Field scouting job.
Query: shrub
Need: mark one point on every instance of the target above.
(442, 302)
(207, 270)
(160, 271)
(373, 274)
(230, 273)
● ● ● ● ●
** STATED TASK **
Quote every entry above verbatim.

** FINISHED EXERCISE **
Field scouting job.
Query: shrub
Need: mark one point on every instance of the target above.
(442, 302)
(207, 270)
(160, 271)
(373, 274)
(230, 273)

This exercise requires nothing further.